** PROBLEMS TO SOLVE **
• A. In the Tika mailing-list thread below, list every class that the code in the first message creates with the keyword "new".
• B. Answer these questions using the Tika mailing-list thread below:
(i) Which content handler does the poster use in the first message's code?
(ii) What line of code does the poster say made it work in the reply?
(iii) Which locale does the code set on the parse context?

You are viewing a plain text version of this content. The canonical link for it is here.
Posted to user@tika.apache.org by Donald Mennerich <do...@nypl.org> on 2013/06/12 16:10:53 UTC

Streaming structured text

Hello,

Can someone point me in the right direction for streaming the structured
xhtml output from a Tika Parser. The closest I am getting is using a
BodyContentHandler as below.

        Parser parser = tika.getParser();
        ParseContext context = new ParseContext();
        context.set(Locale.class, Locale.ENGLISH);
        PrintStream printer = new PrintStream(System.out);
        ContentHandler handler = new BodyContentHandler(printer);
        Metadata mtdt = new Metadata();
        parser.parse(new FileInputStream(f), handler, mtdt, context);
        printer.close();

Is there a ContentHandler that can do this easily? I apologize that my
comprehension of the SAX api is minimal at best.

Thanks,

Don

Re: Streaming structured text

Posted by Donald Mennerich <do...@nypl.org>.
Two minutes after I had given up, I get it working: ContentHandler handler
= new XMLWriter(printer);

Sorry, for the post!

Don


On Wed, Jun 12, 2013 at 10:10 AM, Donald Mennerich <donaldmennerich@nypl.org
> wrote:

> Hello,
>
> Can someone point me in the right direction for streaming the structured
> xhtml output from a Tika Parser. The closest I am getting is using a
> BodyContentHandler as below.
>
>         Parser parser = tika.getParser();
>         ParseContext context = new ParseContext();
>         context.set(Locale.class, Locale.ENGLISH);
>         PrintStream printer = new PrintStream(System.out);
>         ContentHandler handler = new BodyContentHandler(printer);
>         Metadata mtdt = new Metadata();
>         parser.parse(new FileInputStream(f), handler, mtdt, context);
>         printer.close();
>
> Is there a ContentHandler that can do this easily? I apologize that my
> comprehension of the SAX api is minimal at best.
>
> Thanks,
>
> Don
>

** DATASET SECTION **
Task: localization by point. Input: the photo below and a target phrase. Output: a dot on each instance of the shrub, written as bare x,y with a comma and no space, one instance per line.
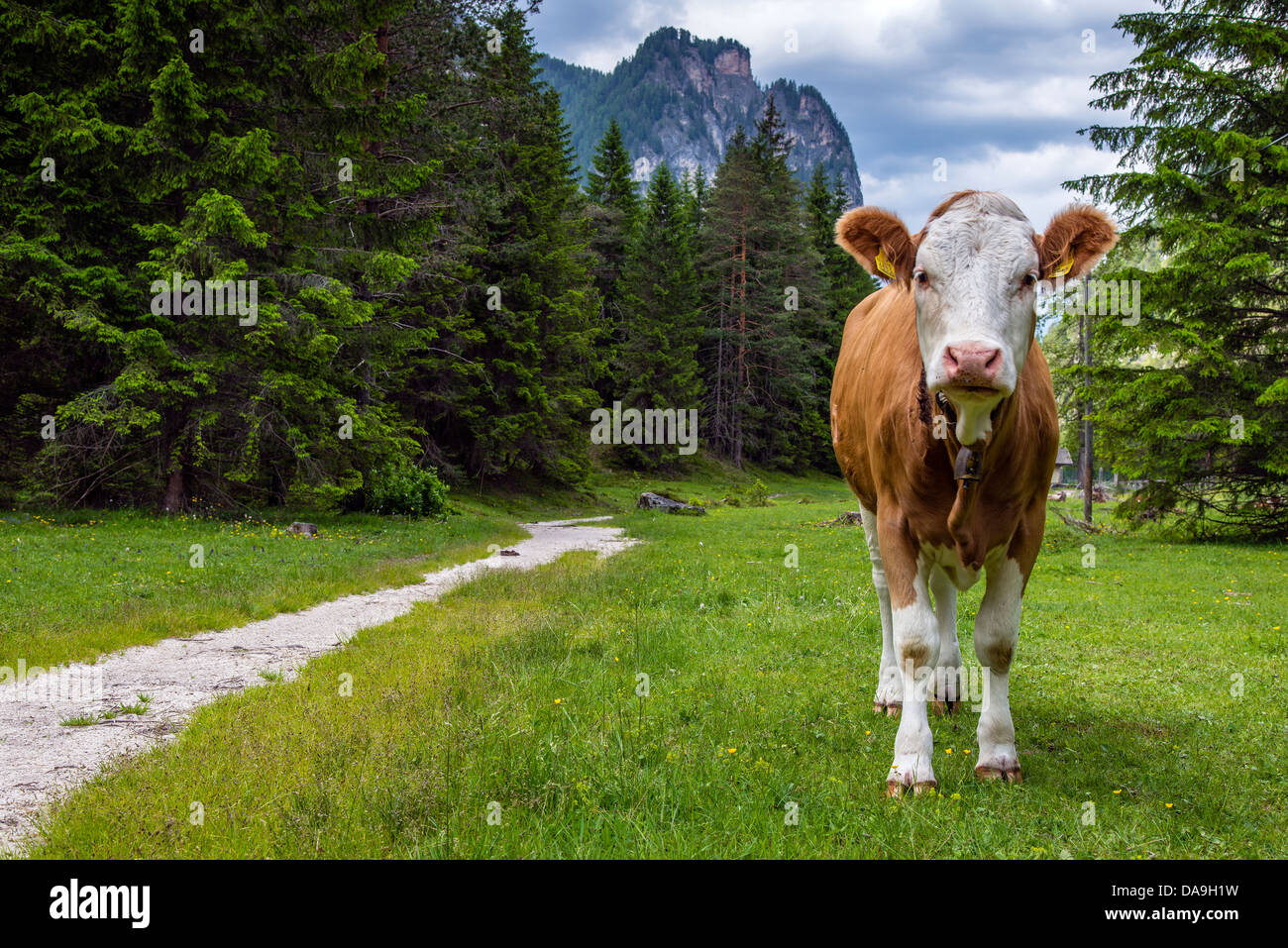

** SOLUTIONS IN ORDER **
• A. ParseContext, PrintStream, BodyContentHandler, Metadata, FileInputStream

• B.
(i) BodyContentHandler
(ii) ContentHandler handler = new XMLWriter(printer);
(iii) Locale.ENGLISH